Tulis ulang semua entri di bawah ini baris demi baris tanpa mengubah apa pun, tetapi jangan sertakan gambarnya.

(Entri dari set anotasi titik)
%%

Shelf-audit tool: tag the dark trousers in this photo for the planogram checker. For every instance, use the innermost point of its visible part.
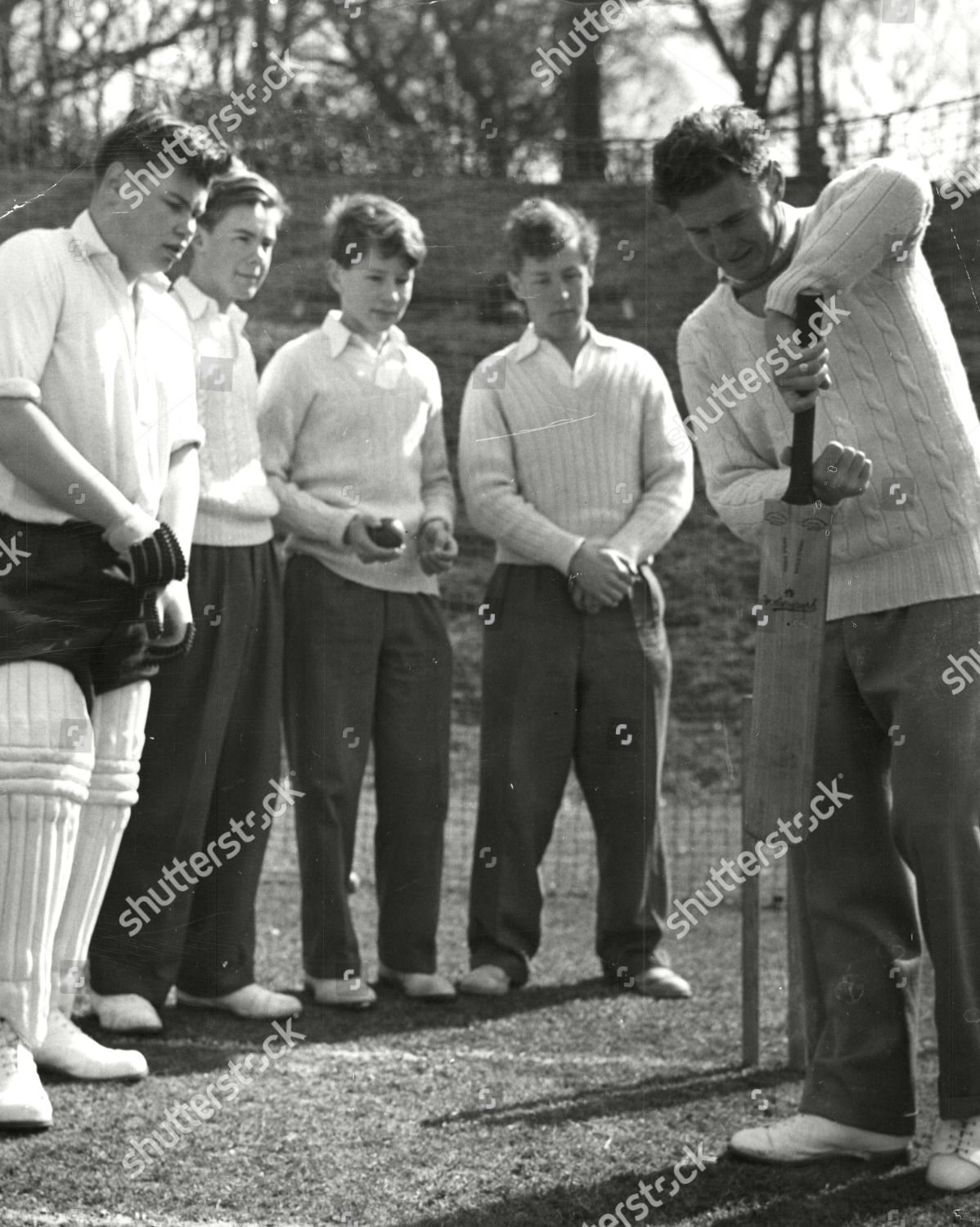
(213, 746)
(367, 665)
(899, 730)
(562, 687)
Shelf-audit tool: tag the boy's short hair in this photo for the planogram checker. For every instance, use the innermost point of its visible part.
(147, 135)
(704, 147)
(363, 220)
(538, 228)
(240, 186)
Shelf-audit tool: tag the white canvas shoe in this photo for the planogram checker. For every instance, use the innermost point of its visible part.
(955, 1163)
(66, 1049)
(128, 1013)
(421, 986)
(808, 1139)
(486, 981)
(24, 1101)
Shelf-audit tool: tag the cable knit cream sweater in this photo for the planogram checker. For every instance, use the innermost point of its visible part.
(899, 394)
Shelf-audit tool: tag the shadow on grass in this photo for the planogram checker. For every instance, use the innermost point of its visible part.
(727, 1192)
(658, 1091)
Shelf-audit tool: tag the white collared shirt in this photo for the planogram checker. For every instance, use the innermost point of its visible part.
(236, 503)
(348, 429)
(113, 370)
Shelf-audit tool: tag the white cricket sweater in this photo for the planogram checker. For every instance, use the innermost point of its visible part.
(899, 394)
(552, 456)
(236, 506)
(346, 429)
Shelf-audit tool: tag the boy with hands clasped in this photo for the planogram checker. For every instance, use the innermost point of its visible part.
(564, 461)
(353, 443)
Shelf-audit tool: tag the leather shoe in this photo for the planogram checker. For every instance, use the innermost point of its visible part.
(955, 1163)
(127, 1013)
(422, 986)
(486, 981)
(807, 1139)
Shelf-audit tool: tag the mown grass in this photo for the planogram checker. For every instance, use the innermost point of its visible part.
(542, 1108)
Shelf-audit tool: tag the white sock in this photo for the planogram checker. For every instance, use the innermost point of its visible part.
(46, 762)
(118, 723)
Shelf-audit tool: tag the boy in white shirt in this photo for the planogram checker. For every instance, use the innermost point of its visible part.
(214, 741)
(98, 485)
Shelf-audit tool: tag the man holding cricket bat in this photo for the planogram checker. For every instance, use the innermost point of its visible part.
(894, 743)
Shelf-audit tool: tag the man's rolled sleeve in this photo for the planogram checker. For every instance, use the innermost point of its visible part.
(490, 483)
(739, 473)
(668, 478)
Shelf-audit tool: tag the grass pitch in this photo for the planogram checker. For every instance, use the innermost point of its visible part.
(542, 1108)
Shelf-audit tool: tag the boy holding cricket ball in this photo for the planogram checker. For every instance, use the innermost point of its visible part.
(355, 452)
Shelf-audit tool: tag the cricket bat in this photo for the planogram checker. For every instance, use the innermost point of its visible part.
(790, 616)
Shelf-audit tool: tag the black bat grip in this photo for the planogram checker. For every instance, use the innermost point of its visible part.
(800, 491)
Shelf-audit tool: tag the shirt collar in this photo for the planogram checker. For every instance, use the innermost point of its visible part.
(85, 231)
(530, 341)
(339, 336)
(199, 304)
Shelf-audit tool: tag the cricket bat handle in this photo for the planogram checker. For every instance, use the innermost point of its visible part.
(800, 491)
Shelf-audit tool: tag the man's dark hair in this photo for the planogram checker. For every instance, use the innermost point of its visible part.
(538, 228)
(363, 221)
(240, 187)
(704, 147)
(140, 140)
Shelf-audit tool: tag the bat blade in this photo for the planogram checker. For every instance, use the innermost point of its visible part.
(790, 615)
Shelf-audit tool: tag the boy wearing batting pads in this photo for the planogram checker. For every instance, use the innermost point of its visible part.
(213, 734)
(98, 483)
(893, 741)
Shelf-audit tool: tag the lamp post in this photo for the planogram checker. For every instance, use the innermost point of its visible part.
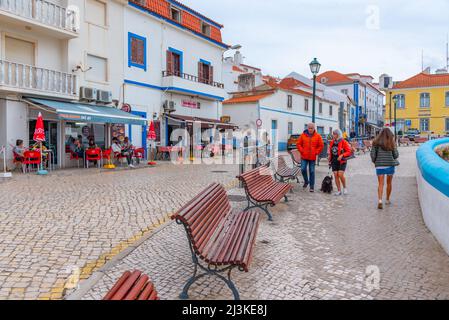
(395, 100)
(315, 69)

%%

→ Hasil latihan
Shelf-audit tool: tag the dark trousers in this photo for the planogram checker. For every instance, use the innermost point of its visible part.
(213, 746)
(367, 665)
(899, 730)
(562, 687)
Shelf-audit tool: tag the boy's short hair in this photo for the planogram checker. For every instance, use the innermost point of its visible part.
(147, 135)
(704, 147)
(363, 220)
(538, 228)
(240, 186)
Shelf-audit tool: tag the white canvas shoe in this photo for the planogram checker. For every instance, use the innermost point of its visible part.
(955, 1163)
(66, 1049)
(128, 1013)
(421, 986)
(808, 1139)
(486, 981)
(24, 1101)
Shelf-audit tool: tag the cable knit cream sweater in this photo for the planogram checker. For every instance, use the innermost point of its visible part.
(899, 394)
Shelf-audit tool: tag the shadow on grass in this photo for the planogram checker. For every instance, use the innermost point of its visible part.
(727, 1192)
(658, 1091)
Shelf-audit tool: tag the white collared shirt in this photo for the planogram checker. For every instance, use the innermost point of its visible part.
(236, 503)
(348, 429)
(113, 370)
Shelf-audit tool: tag the white cricket sweater in this photo for the planogram checker. For every instance, use the innermost point of its visible part.
(899, 394)
(552, 456)
(236, 506)
(346, 429)
Shelf-audit tool: tag the boy with hands clasped in this photo for the planogram checker. For every instance, use the innermost point of its visible part.
(564, 461)
(353, 443)
Shelf-audit tool: tag the leather shoe in this photo for the planogram checker. For every instance, use the innermost point of its visible part.
(955, 1163)
(127, 1013)
(422, 986)
(486, 981)
(807, 1139)
Shelf-audit tool: tag the mown grass in this photo for the planogram checker. For every instance, use the innermost point of its visible part.
(542, 1108)
Shelf-audit tool: tag the white sock in this photo for the planogram checker. For every instance, use the innermost point of its visible part.
(46, 762)
(118, 723)
Shelf-audit tool: tag the boy in white shirt in this photo for the planogram checker. For every instance, use the innermost point of its visible part.
(214, 741)
(98, 485)
Shelf-audit tool: tag the man holding cricket bat in this photo for the planogram checker. For every instance, use the innermost point of its visible part.
(894, 743)
Shelf-audit tool: tag the man's rolled sleeve in this photo for the planogram checker. For every instance, use the innermost point of its visible part.
(490, 483)
(739, 473)
(668, 478)
Shelf-audit tool: tag the grass pitch in this photo for the planogram checker. For every instance, use the innermost point of its visible part.
(542, 1108)
Shelf-audit tool: tag the boy holding cricket ball in this photo for the planogram checker. For every instance, use the innermost point of its visible part.
(355, 452)
Shelf-audit tool: tag the cricket bat in this photo for the planogram checker. For every instance, use the innermost point of its visible part.
(790, 616)
Shelf-audit tool: tag the black bat grip in this photo for the planogram checker. For every instance, use the innermost point of its visible part.
(800, 491)
Shelf-audit tool: tag the shirt collar in this photo for the planogram checker. For every instance, use the innermost point of its visible part.
(85, 231)
(530, 341)
(339, 336)
(199, 304)
Shelf-audit tool: tag the cricket bat handle in this photo for the planogram checker. For every instance, use the innermost point of its visible part.
(800, 491)
Shelf-audit tool: tag the man's dark hair in this photo for the planogram checker. For every instance, use the innermost point of its visible part.
(538, 228)
(363, 221)
(240, 187)
(704, 147)
(140, 140)
Shelf-audit tool: tag the bat blade in this photo for the planogram checker. For every instance, use the innermost point of its visible part.
(790, 615)
Shelf-audit tool: tag the boy wearing batting pads in this photo for the planogram checker. For every instance, use the innermost point of its visible part.
(213, 734)
(98, 483)
(893, 741)
Shelf-audit tool: tag the lamp post in this photo for the planogram checker. For every instance, use the innermost point of its visible part.
(395, 100)
(315, 69)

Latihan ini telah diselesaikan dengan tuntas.